Collected data entries
###
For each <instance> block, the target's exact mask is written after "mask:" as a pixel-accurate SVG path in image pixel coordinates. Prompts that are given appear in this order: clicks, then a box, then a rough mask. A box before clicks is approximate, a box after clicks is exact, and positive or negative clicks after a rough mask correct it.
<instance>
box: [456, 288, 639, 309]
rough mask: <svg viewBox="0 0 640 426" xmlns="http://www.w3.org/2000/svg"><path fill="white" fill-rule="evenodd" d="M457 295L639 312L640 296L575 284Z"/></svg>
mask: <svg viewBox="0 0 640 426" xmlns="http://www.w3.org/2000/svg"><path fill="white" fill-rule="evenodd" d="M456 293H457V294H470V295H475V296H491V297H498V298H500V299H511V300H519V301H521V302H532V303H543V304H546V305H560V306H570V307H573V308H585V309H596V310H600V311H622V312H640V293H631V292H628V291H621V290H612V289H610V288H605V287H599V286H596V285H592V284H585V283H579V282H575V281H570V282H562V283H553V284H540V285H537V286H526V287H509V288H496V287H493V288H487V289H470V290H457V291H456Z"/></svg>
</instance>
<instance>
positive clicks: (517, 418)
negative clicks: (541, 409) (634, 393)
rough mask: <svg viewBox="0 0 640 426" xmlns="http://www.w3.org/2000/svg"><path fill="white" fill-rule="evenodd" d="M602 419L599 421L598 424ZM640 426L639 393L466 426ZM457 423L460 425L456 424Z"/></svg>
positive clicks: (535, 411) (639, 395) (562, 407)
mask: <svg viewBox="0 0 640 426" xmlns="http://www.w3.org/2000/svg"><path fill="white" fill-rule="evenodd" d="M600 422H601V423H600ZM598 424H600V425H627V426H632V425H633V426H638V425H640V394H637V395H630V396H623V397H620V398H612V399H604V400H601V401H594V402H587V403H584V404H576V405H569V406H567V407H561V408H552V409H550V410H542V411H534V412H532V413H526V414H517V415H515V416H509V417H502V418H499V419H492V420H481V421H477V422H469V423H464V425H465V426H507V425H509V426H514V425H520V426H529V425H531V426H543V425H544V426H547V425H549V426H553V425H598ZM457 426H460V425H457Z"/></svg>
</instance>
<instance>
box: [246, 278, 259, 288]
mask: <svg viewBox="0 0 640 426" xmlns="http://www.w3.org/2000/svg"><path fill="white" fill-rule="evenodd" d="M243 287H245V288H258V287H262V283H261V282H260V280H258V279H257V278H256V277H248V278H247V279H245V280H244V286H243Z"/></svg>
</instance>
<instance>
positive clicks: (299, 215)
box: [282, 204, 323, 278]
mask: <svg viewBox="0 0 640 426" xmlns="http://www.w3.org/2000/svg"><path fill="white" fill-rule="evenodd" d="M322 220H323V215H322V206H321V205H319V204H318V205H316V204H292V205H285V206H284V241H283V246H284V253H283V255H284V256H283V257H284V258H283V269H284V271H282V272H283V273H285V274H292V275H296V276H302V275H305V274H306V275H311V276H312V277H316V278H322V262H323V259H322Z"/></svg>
###
Instruction: Output the lines of the data as a JSON list of strings, one string per line and no blank lines, starting at the very first line and ending at the line that contains "295L639 312L640 296L575". Include both of those lines and nothing past the second one.

Written answer:
[
  "For each <instance> block, the target's exact mask is written after \"mask:\" as a pixel-accurate SVG path in image pixel coordinates. Prompts that are given appear in this order: clicks, then a box, then a rough mask. A box before clicks is approximate, a box after clicks is exact, and positive or negative clicks after a rough mask correct it.",
  "<instance>",
  "box: [456, 288, 639, 309]",
  "rough mask: <svg viewBox=\"0 0 640 426\" xmlns=\"http://www.w3.org/2000/svg\"><path fill=\"white\" fill-rule=\"evenodd\" d=\"M457 295L639 312L640 296L575 284Z\"/></svg>"
]